**Given data**
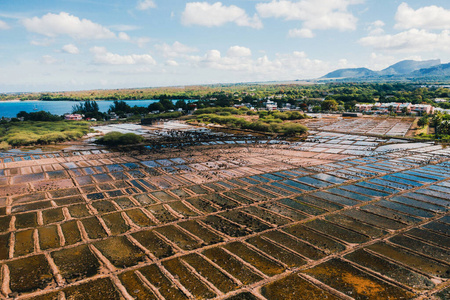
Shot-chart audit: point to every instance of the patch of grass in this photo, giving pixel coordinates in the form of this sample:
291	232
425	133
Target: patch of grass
120	139
42	133
4	145
267	124
423	130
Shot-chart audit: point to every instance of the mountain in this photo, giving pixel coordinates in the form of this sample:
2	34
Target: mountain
409	66
403	70
440	70
352	73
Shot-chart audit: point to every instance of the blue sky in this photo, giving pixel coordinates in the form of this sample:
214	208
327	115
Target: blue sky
56	45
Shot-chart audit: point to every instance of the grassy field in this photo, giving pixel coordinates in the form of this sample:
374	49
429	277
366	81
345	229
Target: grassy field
41	133
267	122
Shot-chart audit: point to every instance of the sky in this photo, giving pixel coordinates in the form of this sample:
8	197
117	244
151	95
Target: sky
67	45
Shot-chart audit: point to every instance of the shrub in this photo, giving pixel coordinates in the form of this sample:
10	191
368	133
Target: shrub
292	129
118	139
4	146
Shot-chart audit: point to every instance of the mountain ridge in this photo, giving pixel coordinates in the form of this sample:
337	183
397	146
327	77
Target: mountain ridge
405	69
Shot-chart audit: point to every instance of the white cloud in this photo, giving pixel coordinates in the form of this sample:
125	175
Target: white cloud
413	40
142	41
171	63
53	25
429	17
3	25
284	66
303	33
102	56
49	60
71	48
42	42
146	4
378	61
238	51
175	50
124	27
124	36
376	28
217	14
315	14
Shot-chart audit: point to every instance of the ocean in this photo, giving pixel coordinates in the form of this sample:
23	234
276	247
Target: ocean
9	109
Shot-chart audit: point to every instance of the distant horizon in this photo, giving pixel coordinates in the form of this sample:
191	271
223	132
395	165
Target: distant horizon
78	45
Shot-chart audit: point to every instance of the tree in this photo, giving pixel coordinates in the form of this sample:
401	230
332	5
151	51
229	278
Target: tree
89	109
157	106
329	105
423	121
120	107
181	104
167	104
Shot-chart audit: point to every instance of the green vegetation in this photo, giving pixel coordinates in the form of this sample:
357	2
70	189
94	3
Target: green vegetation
38	116
268	122
120	139
42	133
89	109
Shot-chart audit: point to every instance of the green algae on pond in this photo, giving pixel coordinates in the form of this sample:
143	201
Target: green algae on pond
295	245
201	232
139	218
317	239
301	206
338	232
411	259
202	205
135	287
104	206
243	296
225	226
93	228
179	237
266	215
389	269
210	272
24	243
232	265
4	223
116	223
68	262
290	259
429	236
260	262
293	287
166	287
245	220
71	232
26	220
120	251
48	237
182	209
151	241
350	223
353	282
286	211
102	288
422	248
52	216
161	213
4	246
79	211
29	274
195	286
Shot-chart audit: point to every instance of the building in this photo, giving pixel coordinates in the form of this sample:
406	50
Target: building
270	105
422	108
73	117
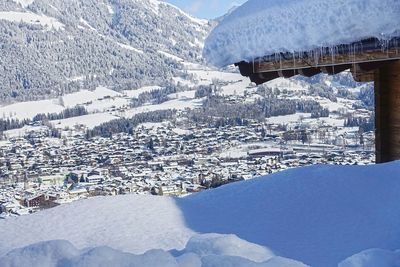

**What to work on**
From the listing above, pick out every line that contains the word "blue" and copy each one in full.

**Written solution**
Shot-chart audit: point to every instance of the blue sky in this photo, giving pixel coordinates in the form of this sample:
Target: blue sky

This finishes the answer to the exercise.